*Metin Bölümü*:
“Asıl ihtiyacımız yasal düzenlemeler değil”

 ANKARA BAROSU İLE RÖPORTAJ

 

AV. H. ÖZLEM DURGUT[1]

 

Fişek Enstitüsü: Ankara Barosu hangi tarihte, hangi nedenlerle Çocuk Hakları Merkezi’ni yaşama geçirdi?

 

Özlem Durgut: Ankara Barosu Çocuk Hakları Merkezi, 1994 yılında çocuk alanında hak mücadelesi yürütmek ve çocuk haklarının gelişimine katkı sunmak amacı ile kurul şeklinde oluşturulmuş; daha sonra merkez kurma çalışmaları sonucunda 13 Haziran 2000 tarihinde Çocuk Hakları Kurulu’nun yanı sıra Çocuk Hakları Merkezi de kurularak çalışmalara başlamış ve aynı yıl içinde ‘Ankara Barosu Kurul, Komisyonlar, Merkez ve Kulüpler Yönergesi’ uyarınca Çocuk Hakları Kurulu ve Çocuk Hakları Merkezi birleştirilerek çalışmalarını sürdürmüşlerdir.

 

Fişek Enstitüsü:Türkiye’de çocuk haklarının en fazla ihlal edildiği alanlar hangileri?

*Alıştırma Yönergesi*: Ankara Barosu ile yapılan röportaja göre Çocuk Hakları Merkezi hangi tarihte kuruldu? Kayıtların bu çalışmada hiçbir rolü yoktur.

*Verilen Bilgiler*:

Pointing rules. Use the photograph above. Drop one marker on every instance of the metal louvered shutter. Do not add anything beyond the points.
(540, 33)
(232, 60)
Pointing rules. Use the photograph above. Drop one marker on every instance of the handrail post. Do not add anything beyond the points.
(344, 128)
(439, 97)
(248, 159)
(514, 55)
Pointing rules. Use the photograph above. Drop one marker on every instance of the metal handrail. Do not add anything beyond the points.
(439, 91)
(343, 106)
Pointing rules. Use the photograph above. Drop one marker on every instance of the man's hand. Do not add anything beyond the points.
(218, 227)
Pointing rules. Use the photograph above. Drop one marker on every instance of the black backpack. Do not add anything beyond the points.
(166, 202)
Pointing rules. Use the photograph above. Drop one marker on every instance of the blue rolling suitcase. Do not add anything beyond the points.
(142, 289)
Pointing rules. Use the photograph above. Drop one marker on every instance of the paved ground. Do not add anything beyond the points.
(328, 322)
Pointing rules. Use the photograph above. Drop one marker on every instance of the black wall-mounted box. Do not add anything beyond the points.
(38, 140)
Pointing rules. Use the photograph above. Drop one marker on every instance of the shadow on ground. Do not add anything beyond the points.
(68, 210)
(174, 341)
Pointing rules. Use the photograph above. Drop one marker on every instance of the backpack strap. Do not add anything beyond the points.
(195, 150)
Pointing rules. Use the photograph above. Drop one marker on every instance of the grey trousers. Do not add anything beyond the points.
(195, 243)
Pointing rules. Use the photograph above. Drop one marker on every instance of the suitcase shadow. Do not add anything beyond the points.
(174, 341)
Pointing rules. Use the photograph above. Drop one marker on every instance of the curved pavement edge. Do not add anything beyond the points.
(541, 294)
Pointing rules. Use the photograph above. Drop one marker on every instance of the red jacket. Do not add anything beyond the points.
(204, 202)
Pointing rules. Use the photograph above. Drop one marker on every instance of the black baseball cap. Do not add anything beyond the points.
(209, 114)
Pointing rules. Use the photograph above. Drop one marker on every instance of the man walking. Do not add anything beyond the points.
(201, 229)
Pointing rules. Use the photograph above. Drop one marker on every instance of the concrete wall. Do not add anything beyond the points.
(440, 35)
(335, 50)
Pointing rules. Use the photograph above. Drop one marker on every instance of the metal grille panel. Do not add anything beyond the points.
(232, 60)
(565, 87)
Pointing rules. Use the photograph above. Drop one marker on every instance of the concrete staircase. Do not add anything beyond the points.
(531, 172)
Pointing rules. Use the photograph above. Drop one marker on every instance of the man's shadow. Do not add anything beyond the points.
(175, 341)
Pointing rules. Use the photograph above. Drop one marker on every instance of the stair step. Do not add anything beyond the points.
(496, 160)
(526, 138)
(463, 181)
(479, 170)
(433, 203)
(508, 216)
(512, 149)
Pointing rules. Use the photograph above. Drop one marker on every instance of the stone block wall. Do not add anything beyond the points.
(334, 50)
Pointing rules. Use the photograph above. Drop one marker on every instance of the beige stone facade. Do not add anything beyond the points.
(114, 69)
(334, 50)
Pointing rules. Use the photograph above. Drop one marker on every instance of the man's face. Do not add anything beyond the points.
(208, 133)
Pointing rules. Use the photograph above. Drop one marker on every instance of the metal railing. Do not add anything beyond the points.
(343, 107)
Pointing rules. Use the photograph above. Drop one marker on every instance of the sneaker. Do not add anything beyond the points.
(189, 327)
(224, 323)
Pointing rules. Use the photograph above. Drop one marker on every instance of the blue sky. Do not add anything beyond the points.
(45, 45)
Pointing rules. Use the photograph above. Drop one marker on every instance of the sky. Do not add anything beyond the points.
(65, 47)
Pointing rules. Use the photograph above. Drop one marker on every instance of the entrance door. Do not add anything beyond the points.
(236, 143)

*Çözüm Aşağıda*: 13 Haziran 2000